◆ Problem requirements
Reproduce each of the lines word for word.
BEGIN Records provided
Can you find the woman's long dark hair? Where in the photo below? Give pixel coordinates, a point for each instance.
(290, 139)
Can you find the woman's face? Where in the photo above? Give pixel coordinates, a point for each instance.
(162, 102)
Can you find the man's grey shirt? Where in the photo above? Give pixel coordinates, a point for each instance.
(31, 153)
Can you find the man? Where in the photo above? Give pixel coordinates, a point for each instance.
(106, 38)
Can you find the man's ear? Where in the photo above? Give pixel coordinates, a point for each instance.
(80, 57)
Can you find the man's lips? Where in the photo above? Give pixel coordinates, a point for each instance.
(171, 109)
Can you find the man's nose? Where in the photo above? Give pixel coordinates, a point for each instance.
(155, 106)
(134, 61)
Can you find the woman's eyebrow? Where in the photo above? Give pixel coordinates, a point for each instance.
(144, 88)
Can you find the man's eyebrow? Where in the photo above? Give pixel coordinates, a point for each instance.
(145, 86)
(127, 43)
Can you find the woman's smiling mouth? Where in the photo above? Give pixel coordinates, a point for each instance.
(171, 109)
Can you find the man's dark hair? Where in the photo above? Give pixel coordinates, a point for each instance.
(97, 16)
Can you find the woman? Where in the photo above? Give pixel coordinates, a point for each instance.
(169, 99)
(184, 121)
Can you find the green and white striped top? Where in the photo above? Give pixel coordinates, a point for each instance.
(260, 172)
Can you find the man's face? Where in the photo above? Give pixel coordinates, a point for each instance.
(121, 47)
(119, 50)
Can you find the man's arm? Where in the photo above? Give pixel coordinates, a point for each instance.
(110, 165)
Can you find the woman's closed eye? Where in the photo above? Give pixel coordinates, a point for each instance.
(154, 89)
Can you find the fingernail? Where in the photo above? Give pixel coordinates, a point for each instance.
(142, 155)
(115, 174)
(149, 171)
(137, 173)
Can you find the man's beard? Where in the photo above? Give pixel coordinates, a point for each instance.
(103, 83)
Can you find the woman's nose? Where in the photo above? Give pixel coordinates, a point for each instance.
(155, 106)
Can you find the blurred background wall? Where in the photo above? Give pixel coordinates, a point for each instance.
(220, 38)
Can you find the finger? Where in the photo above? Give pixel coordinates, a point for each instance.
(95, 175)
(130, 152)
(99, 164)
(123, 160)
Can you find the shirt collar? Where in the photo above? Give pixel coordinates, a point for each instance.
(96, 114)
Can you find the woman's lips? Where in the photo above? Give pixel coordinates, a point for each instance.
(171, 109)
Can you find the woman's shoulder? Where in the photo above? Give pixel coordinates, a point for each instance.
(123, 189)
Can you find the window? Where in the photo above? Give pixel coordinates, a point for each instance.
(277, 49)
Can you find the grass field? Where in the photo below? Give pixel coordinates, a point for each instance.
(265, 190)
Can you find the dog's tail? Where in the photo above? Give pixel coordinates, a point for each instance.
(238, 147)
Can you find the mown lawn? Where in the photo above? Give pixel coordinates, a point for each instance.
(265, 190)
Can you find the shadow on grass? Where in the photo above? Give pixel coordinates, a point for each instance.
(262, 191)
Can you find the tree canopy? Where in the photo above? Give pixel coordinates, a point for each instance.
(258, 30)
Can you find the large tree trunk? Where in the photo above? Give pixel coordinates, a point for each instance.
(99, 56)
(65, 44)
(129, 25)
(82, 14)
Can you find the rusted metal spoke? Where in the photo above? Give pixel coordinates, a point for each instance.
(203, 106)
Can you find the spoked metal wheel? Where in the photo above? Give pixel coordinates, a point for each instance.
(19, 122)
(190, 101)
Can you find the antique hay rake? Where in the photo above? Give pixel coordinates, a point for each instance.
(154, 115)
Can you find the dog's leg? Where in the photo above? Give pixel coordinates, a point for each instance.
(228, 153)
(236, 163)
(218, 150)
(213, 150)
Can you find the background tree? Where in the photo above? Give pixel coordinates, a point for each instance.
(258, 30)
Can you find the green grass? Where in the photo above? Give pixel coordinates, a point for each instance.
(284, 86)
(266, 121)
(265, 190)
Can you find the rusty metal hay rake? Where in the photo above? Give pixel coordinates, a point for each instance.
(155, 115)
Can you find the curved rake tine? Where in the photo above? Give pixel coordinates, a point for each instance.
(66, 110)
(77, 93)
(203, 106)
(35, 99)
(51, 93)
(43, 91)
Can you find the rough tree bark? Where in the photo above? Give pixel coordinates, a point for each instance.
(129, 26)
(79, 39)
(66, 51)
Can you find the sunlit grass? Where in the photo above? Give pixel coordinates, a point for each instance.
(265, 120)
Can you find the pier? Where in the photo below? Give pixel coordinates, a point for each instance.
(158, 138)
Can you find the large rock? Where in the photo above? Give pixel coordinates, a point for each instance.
END Records provided
◆ Answer to this problem
Can you find the woman's long dark hair? Where in the photo below? Give pixel coordinates, a point for each instance.
(290, 139)
Can you find the woman's face? Where in the photo above? Give pixel coordinates, a point for each instance.
(162, 102)
Can you find the man's grey shirt? Where in the photo above? Give pixel coordinates, a point for each instance.
(31, 153)
Can you find the man? Where in the photo above? Give pixel coordinates, a point for each instance.
(106, 38)
Can you find the man's ear? Where in the photo above? Give pixel coordinates, a point for each instance.
(80, 57)
Can you find the man's lips? Where in the photo above? Give pixel coordinates, a point for each instance.
(171, 109)
Can you find the man's nose? Where in the photo above? Give pixel coordinates, a point for each instance.
(155, 106)
(134, 61)
Can you find the woman's eyebrow? Where in the photo above? Give pixel coordinates, a point for each instance.
(144, 88)
Can you find the man's eyebrow? Where in the photo above? Give pixel coordinates, a point for each instance.
(145, 86)
(127, 43)
Can you find the woman's smiling mouth? Where in the photo above? Give pixel coordinates, a point for each instance.
(171, 109)
Can you find the man's dark hair? Where in the photo above? Give pixel coordinates, a point for each instance.
(97, 16)
Can you find the woman? Where in the photo above? Give pixel coordinates, a point for each instance.
(169, 99)
(184, 121)
Can you find the green and white striped top? Where in the photo above? Give pixel coordinates, a point for each instance.
(260, 172)
Can you find the man's face? Where in the photo above? Give pixel coordinates, a point for each instance.
(121, 47)
(119, 50)
Can you find the man's arm? Where in the photo above? Give pixel coordinates, a point for each instance.
(110, 165)
Can you find the woman's closed eye? Where in the photo above? Give pixel coordinates, a point for each instance.
(154, 89)
Can you find the fingernail? Where in the photo above? Give pixel coordinates, a point for each instance.
(142, 155)
(115, 174)
(149, 171)
(137, 173)
Can you find the man's beard? Where in the photo above? Give pixel coordinates, a point for each instance.
(103, 83)
Can you find the woman's nose? Where in the photo above? Give pixel coordinates, a point for each instance.
(155, 106)
Can you find the blurred background wall? Where in the photo above? Give pixel coordinates, a point for each instance.
(220, 38)
Can you find the finger? Where in the photo above? Give pixel coordinates, a point for each instance.
(95, 175)
(130, 152)
(99, 164)
(123, 160)
Can you find the shirt collar? Where in the photo above? Give pixel coordinates, a point for each instance.
(96, 114)
Can you find the woman's lips? Where in the photo above? Give pixel coordinates, a point for each instance.
(171, 109)
Can you find the woman's shoulder? Where in the photo above? Give pixel coordinates, a point for each instance.
(123, 189)
Can you find the window? Where in the photo above? Give pixel coordinates, a point for each instance.
(277, 49)
Can you find the grass field? Where in the photo below? Give pixel coordinates, a point for each instance.
(265, 190)
Can you find the dog's tail? Where in the photo above? Give pixel coordinates, a point for each instance.
(238, 147)
Can you find the mown lawn? Where in the photo above? Give pixel coordinates, a point for each instance.
(265, 190)
Can you find the shadow on grass? Where in the photo above? Give pixel coordinates, a point for each instance.
(262, 191)
Can you find the tree canopy? Where in the photo above? Give pixel coordinates, a point for each instance.
(258, 30)
Can you find the large tree trunk? Where in the photo above? Give pixel coordinates, a point for each instance.
(99, 56)
(65, 44)
(129, 25)
(82, 14)
Can you find the rusted metal spoke? Where in the photo above? Give pixel coordinates, a point for each instance.
(203, 106)
Can you find the spoked metal wheel? Where in the photo above? Give pixel coordinates, a point for each instance.
(19, 122)
(190, 101)
Can you find the antique hay rake? Where in the photo above? Give pixel coordinates, a point for each instance.
(154, 115)
Can you find the dog's leg? Where in the photo above? Give pixel coordinates, a point for each instance.
(228, 153)
(236, 163)
(218, 150)
(213, 150)
Can you find the background tree? Where in the photo above? Give pixel coordinates, a point for each instance.
(258, 30)
Can you find the green grass? Where in the photo above? Give pixel coordinates, a point for each instance.
(284, 86)
(266, 121)
(265, 190)
Can you find the rusty metal hay rake? Where in the photo above? Give pixel coordinates, a point for each instance.
(155, 115)
Can you find the curved rake tine? Where in the photo above? Give pixel coordinates, a point for each instance.
(66, 110)
(77, 93)
(203, 106)
(35, 99)
(51, 93)
(43, 91)
Can you find the rough tree bark? Where in the photo above? Give pixel coordinates, a point for each instance.
(129, 26)
(79, 39)
(66, 51)
Can you find the sunlit grass? Where in the photo above? Give pixel coordinates, a point for each instance.
(265, 120)
Can you find the pier? Where in the photo below? Give pixel coordinates, a point for each instance.
(158, 138)
Can you find the large rock? Where in the photo above? Give pixel coordinates, a point for each instance.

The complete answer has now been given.